(Reading passage)
..........

Keresley End is a village in the Nuneaton & Bedworth District of Warwickshire, England, also known as Keresley Village or Keresley Newlands. Population details can be found under Exhall. It is situated approximately 1.5 km north of Keresley, an outer suburb of Coventry, and, being close to the former Keresley colliery, it was where many coal miners lived.

== History ==
Keresley End was a pit village which began to develop in the early 1900s, when the first mine shaft was created. There was a hut opposite the pit, on Bennett's Road, which was a dormitory for coal miners travelling to the site (later donated to St Thomas's Church and used as a mission church for the village). The village grew from a few houses built for miners and their families, to the village of today, over the century, with many houses constructed by the mine company. In 1954, the development around Howat Road was built by Bedworth Urban District Council. Around that time, the infant and junior schools were also built, followed by the senior school in Grove Lane. This has since been demolished and a small housing estate was built in its place in the late 1990s. The mine closed in the 1980s and the site has since been turned over to distribution (ProLogis Park) and housing.

..........

(Listed entries)

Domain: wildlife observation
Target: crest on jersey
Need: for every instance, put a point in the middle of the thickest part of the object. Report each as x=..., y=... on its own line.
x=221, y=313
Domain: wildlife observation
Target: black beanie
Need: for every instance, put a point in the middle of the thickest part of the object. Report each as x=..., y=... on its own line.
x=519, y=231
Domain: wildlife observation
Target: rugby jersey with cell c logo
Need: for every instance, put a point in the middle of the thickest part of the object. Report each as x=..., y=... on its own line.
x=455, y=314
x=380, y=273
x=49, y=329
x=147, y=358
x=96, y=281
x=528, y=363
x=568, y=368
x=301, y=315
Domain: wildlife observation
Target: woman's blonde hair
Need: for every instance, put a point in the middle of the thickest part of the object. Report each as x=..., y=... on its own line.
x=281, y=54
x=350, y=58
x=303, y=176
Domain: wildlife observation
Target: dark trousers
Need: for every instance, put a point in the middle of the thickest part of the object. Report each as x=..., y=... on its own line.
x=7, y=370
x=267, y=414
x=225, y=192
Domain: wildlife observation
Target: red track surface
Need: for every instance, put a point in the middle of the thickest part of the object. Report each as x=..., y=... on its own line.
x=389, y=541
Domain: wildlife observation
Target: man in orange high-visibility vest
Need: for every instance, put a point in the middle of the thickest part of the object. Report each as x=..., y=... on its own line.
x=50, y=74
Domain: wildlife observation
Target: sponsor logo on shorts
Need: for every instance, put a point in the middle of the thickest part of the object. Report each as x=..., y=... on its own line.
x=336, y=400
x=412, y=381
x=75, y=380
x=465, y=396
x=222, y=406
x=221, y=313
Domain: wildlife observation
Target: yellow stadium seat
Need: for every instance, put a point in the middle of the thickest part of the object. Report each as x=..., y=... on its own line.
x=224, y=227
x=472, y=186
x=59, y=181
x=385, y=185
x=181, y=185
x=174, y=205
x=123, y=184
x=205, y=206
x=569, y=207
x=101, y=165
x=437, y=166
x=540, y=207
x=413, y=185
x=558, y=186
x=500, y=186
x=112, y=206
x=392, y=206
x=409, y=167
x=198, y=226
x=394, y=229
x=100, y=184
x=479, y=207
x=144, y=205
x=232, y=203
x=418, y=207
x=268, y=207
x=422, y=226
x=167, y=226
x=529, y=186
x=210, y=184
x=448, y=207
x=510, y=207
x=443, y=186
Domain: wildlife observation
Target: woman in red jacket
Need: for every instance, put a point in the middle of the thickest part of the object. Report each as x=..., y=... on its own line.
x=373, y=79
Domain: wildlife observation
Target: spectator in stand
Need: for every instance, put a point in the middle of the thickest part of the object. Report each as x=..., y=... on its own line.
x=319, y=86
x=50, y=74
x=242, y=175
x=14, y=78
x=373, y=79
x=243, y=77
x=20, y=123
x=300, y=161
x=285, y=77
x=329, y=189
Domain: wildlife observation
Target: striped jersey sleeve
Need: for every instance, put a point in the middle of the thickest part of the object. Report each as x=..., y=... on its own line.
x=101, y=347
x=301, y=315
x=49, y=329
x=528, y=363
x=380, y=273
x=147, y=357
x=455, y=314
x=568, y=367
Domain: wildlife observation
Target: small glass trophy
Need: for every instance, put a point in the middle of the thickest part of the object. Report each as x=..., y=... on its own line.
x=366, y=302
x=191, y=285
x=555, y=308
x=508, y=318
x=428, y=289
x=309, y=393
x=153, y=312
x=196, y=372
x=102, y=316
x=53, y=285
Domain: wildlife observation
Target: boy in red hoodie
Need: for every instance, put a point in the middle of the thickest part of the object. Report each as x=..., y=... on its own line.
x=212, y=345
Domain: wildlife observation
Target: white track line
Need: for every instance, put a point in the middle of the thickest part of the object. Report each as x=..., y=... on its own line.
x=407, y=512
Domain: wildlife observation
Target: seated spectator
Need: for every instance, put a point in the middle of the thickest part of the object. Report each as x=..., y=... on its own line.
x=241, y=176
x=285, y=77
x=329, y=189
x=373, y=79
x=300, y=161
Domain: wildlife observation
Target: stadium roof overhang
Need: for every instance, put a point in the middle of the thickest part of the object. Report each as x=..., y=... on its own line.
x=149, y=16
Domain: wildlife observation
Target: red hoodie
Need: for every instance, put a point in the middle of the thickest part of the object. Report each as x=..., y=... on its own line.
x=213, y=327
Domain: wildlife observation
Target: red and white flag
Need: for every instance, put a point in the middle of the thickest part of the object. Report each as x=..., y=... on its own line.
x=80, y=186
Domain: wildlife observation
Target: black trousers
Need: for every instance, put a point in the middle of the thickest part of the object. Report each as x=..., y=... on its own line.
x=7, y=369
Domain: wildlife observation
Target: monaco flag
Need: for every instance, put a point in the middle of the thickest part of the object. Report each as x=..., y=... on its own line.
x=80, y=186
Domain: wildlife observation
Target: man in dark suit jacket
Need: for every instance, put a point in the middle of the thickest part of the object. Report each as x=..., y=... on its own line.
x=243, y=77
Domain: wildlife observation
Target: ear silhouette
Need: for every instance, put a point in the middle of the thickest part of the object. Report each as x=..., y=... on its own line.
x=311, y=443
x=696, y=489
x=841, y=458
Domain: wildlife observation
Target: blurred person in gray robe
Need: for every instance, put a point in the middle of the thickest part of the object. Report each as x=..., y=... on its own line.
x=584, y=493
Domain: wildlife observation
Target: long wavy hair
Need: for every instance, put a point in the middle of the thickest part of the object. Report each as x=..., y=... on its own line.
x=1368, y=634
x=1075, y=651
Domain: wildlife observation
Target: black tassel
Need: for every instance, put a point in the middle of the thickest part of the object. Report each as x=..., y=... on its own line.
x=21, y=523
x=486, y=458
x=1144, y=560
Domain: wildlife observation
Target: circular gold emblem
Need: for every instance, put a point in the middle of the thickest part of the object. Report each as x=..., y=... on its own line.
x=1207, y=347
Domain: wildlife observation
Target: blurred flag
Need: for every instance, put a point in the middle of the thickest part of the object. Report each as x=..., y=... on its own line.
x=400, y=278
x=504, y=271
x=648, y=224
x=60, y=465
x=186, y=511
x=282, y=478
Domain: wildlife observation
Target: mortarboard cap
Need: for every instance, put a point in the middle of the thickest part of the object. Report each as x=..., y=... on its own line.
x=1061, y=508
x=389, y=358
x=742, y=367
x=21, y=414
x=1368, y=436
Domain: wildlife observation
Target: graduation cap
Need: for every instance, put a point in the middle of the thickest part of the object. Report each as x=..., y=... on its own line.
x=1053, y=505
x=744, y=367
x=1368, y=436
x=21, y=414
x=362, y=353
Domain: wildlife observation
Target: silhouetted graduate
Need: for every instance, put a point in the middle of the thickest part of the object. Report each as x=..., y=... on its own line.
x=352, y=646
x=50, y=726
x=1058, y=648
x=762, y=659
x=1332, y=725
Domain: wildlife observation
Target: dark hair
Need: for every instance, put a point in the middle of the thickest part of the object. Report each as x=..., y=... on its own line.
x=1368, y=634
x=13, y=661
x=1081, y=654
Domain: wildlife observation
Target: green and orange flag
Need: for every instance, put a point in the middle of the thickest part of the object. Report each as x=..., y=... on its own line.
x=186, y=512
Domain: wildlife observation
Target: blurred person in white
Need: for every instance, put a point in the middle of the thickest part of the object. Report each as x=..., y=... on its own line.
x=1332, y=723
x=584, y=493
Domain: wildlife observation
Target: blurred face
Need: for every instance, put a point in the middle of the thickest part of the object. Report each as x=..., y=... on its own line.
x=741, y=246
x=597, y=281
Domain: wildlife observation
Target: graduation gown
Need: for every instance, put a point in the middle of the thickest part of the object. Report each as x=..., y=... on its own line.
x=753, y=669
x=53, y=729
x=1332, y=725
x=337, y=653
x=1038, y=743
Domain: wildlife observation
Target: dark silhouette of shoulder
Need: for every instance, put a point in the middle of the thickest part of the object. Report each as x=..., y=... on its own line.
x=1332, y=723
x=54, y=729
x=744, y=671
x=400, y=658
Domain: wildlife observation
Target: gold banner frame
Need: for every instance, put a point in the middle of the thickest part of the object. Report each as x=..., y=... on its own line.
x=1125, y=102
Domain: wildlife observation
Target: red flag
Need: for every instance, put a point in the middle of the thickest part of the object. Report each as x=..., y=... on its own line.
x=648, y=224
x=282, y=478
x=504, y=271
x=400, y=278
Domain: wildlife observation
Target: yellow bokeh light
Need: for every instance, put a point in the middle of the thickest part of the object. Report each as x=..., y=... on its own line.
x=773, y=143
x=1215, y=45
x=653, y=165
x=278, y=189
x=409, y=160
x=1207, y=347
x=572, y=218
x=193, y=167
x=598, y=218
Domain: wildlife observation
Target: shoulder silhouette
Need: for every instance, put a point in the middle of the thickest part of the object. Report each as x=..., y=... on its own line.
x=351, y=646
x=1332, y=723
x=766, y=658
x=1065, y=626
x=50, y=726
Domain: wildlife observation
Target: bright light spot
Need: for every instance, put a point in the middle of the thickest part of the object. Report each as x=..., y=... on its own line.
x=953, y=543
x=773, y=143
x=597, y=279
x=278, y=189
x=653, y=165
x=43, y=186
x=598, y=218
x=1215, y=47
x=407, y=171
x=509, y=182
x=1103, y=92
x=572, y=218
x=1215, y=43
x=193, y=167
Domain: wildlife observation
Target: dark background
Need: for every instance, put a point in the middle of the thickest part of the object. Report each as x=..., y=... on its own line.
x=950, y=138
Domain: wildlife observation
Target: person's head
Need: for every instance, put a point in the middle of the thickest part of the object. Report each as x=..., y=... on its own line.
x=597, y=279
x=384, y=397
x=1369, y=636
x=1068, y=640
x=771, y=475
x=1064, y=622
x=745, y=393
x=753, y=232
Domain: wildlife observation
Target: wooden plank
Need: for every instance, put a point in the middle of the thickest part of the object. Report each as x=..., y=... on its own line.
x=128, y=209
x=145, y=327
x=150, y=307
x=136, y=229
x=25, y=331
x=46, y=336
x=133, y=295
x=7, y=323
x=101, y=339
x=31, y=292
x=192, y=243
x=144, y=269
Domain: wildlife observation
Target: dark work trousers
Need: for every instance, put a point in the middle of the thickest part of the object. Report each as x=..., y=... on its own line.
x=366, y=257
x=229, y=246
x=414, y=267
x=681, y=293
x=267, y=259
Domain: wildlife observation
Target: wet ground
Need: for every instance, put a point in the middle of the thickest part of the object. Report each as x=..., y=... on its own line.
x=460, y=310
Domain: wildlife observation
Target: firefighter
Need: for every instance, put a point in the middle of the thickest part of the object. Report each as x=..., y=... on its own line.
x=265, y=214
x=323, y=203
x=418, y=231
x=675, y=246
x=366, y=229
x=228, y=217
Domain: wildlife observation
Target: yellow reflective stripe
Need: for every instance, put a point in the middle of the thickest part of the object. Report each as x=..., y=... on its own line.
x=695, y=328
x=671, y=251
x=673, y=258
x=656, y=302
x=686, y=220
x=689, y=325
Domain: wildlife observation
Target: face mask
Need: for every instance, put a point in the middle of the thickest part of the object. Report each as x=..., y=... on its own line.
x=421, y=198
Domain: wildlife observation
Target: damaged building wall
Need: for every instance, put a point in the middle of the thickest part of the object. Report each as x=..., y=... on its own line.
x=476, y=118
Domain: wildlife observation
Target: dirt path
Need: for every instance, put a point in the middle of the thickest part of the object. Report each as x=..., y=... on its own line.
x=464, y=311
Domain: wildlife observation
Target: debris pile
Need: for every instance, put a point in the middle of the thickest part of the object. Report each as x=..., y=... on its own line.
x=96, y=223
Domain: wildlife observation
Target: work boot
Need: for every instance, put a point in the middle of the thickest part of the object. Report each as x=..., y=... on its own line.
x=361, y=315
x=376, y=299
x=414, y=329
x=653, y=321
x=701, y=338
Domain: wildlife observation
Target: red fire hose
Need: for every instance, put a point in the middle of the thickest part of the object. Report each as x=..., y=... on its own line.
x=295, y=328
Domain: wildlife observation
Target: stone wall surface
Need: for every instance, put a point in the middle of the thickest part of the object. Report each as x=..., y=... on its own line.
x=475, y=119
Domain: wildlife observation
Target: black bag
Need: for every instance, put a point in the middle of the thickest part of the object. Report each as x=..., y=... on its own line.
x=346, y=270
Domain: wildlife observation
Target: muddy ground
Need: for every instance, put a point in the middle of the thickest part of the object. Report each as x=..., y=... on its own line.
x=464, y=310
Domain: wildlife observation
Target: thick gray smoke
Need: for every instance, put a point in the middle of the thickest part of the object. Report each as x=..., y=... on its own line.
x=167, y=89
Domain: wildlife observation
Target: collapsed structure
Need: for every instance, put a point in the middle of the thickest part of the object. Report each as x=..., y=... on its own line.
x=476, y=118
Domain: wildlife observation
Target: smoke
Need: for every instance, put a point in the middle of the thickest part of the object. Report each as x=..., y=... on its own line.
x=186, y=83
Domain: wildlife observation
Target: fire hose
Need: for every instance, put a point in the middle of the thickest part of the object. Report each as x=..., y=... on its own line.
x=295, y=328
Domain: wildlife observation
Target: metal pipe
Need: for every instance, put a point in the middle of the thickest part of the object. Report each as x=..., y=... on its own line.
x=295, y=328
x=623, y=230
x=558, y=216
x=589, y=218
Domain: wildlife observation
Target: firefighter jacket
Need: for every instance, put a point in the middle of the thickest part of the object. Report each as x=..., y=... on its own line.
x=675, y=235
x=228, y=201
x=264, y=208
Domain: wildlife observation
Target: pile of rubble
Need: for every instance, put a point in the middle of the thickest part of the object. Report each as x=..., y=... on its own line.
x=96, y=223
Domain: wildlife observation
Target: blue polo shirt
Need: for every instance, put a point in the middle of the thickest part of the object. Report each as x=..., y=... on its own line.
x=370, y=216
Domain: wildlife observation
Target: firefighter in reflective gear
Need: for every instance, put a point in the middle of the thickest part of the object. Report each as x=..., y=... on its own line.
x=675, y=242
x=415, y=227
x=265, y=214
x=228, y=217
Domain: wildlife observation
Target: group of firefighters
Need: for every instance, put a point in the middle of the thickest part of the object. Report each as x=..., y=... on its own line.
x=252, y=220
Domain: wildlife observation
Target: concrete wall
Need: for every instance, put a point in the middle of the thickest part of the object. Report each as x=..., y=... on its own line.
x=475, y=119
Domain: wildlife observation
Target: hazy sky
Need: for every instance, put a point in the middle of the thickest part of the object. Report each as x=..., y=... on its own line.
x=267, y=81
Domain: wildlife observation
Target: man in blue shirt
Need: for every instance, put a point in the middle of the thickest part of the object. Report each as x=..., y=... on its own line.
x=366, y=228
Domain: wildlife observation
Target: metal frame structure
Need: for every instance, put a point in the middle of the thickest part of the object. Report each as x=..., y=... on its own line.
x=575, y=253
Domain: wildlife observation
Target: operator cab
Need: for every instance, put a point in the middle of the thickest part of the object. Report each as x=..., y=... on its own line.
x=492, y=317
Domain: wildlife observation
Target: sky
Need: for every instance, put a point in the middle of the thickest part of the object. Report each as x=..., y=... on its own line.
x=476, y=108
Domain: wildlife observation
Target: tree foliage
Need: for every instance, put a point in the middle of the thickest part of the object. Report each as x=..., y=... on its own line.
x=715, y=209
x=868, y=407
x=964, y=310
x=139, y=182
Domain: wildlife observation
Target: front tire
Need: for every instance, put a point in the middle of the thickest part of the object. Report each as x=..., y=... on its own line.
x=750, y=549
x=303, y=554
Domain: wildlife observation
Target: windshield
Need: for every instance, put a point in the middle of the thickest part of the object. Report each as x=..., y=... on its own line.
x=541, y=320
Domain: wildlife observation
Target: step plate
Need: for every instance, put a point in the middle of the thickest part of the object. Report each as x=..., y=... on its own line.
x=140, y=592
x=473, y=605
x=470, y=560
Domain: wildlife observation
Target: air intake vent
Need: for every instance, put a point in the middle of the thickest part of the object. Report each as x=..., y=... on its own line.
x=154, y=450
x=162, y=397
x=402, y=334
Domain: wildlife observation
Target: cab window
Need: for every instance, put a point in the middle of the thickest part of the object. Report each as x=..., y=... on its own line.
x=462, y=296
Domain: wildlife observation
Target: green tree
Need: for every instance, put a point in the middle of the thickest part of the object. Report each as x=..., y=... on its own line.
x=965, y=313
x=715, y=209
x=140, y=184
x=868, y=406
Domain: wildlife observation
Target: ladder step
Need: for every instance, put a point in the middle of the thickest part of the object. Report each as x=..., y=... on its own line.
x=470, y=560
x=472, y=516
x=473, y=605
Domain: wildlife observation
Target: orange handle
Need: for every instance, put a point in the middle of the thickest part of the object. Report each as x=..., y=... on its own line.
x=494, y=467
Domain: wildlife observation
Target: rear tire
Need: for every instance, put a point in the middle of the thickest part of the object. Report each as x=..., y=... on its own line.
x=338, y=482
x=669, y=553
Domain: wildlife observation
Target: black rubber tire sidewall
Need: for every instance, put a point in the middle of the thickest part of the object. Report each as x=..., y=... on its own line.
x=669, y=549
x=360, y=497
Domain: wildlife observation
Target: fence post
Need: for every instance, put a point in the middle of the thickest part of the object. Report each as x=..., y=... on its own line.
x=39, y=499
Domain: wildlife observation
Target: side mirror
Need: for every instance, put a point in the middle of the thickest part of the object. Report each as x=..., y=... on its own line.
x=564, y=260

..........

(Task goal) Could you give the stretch of the Keresley End text from "Keresley End is" through "coal miners lived." again, replacing "coal miners" with "mine workers"?

(Task solution)
Keresley End is a village in the Nuneaton & Bedworth District of Warwickshire, England, also known as Keresley Village or Keresley Newlands. Population details can be found under Exhall. It is situated approximately 1.5 km north of Keresley, an outer suburb of Coventry, and, being close to the former Keresley colliery, it was where many mine workers lived.